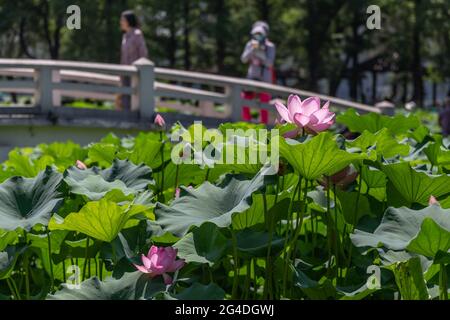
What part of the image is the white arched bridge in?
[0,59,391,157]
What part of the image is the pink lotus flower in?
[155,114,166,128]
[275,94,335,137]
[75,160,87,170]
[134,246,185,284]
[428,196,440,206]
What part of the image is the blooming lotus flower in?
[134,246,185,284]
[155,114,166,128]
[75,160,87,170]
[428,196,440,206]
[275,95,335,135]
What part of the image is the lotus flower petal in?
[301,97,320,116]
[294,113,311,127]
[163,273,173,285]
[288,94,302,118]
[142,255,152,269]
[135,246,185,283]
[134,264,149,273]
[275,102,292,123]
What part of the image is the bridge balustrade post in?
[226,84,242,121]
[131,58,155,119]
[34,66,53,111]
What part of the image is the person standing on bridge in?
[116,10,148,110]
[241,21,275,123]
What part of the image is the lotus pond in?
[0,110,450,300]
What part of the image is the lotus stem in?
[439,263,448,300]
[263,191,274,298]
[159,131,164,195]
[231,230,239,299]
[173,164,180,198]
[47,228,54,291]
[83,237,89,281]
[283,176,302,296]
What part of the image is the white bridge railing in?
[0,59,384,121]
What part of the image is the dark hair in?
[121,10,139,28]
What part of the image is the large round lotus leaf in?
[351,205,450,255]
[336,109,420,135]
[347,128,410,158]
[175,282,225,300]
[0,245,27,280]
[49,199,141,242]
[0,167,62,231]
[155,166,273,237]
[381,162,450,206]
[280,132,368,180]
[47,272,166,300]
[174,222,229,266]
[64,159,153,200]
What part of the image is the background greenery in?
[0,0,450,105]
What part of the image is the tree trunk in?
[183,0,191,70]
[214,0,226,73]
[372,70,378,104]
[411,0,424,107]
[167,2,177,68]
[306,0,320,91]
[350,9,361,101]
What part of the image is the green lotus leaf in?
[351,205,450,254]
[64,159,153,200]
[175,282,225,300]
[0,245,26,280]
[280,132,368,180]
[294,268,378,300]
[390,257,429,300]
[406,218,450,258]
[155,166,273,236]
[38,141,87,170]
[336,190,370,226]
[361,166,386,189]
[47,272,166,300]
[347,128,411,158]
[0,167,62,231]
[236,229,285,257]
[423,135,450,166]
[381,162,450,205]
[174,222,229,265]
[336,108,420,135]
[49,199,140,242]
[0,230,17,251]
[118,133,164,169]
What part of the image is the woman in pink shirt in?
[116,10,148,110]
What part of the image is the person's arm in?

---

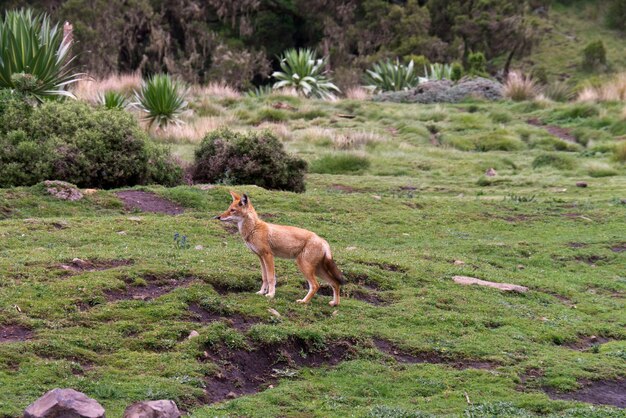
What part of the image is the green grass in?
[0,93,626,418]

* Requisitos do problema *
Repita sem alterações as linhas dos registros, da linha que contém "What part of the image is the lotus pond in?" até a linha que contém "[283,176,302,296]", incluindo as duas.

* Resultado da tarefa *
What part of the image is the lotus pond in?
[0,110,450,300]
What part of the image is the lotus stem in?
[439,263,448,300]
[263,191,274,298]
[159,131,164,195]
[231,230,239,299]
[173,164,180,198]
[47,228,54,291]
[83,237,89,281]
[283,176,302,296]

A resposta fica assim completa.